> _Problem requirements_
Update the data below by replacing every "instance" with "object" and changing nothing else.

> _Provided information_
☆ ☆ ☆

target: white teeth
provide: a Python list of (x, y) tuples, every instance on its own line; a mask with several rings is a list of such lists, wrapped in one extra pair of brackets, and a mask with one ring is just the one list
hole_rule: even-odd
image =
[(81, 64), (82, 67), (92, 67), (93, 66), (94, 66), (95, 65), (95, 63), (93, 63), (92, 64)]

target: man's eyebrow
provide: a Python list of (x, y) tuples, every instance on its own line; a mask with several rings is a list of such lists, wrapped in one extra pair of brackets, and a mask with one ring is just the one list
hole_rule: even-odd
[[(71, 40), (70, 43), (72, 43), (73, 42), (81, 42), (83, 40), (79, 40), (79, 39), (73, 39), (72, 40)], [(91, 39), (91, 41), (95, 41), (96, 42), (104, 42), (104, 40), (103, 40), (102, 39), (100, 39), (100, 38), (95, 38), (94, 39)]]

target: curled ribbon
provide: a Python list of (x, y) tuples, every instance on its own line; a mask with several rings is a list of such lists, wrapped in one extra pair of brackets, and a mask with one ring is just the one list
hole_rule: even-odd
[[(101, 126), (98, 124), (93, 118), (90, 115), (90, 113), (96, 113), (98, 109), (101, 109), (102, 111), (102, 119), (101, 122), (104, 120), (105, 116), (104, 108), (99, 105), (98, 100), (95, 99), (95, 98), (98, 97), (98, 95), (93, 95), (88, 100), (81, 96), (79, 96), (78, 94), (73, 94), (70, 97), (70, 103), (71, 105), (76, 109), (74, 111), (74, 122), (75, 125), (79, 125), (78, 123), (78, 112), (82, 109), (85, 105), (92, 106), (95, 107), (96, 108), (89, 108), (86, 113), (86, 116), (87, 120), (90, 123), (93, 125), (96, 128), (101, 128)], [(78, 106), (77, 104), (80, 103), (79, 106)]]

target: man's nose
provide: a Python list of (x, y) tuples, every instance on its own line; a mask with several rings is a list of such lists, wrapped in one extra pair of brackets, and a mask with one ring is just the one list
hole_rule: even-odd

☆ ☆ ☆

> _The completed task_
target: white teeth
provide: a Python list of (x, y) tuples, every object on its own line; a mask with several rings is a list of such lists, wrapped in one extra pair of brackets, and a mask with one ring is just the one list
hole_rule: even-odd
image =
[(81, 64), (82, 67), (92, 67), (93, 66), (94, 66), (95, 65), (95, 63), (93, 63), (92, 64)]

target: man's eyebrow
provide: a Python list of (x, y) tuples, every object on its own line; a mask with several rings is a list of such lists, wrapped in one extra pair of brackets, and a mask with one ring is just the one list
hole_rule: even-odd
[[(71, 40), (70, 43), (72, 43), (73, 42), (81, 42), (83, 40), (79, 40), (79, 39), (73, 39), (72, 40)], [(91, 39), (91, 41), (95, 41), (96, 42), (104, 42), (104, 40), (103, 40), (102, 39), (100, 39), (100, 38), (95, 38), (94, 39)]]

target: curled ribbon
provide: a Python list of (x, y) tuples, every object on its own line; a mask with several rings is a list of such lists, wrapped in one extra pair of brackets, and a mask with one ring is just the one list
hole_rule: even-odd
[[(101, 126), (98, 124), (93, 118), (90, 115), (90, 113), (96, 113), (98, 109), (101, 109), (102, 111), (102, 119), (101, 122), (104, 120), (105, 116), (104, 108), (99, 105), (98, 100), (95, 99), (95, 98), (98, 97), (98, 95), (93, 95), (88, 100), (81, 96), (79, 96), (78, 94), (73, 94), (70, 97), (70, 103), (71, 105), (76, 109), (74, 111), (74, 122), (75, 125), (79, 125), (78, 123), (78, 112), (82, 109), (85, 105), (92, 106), (95, 107), (96, 108), (89, 108), (86, 113), (86, 116), (87, 120), (90, 123), (93, 125), (96, 128), (101, 128)], [(78, 106), (77, 104), (80, 103), (79, 106)]]

target: man's nose
provide: a Python list of (x, y) tuples, every object on its own line; a mask with several rings is a list of such lists, wrapped in one extra pair of brackets, and a mask with one ring is just the one list
hole_rule: even-odd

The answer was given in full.